Short task =>
Reproduce every line of the listing below, request lines included, and multiply each point coordinate in the answers by 0.75, rounding to the nearest whole number with halves rounded up. Leave the numbers in the request lines unchanged.

.....

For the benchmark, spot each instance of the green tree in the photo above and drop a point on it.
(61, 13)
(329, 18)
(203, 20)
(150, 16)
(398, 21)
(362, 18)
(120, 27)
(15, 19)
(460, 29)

.....

Full answer =>
For the benchmark, spot each instance of the green tree in the photo above and drop a point on it.
(46, 10)
(247, 14)
(152, 15)
(113, 12)
(299, 16)
(272, 14)
(90, 20)
(11, 14)
(345, 22)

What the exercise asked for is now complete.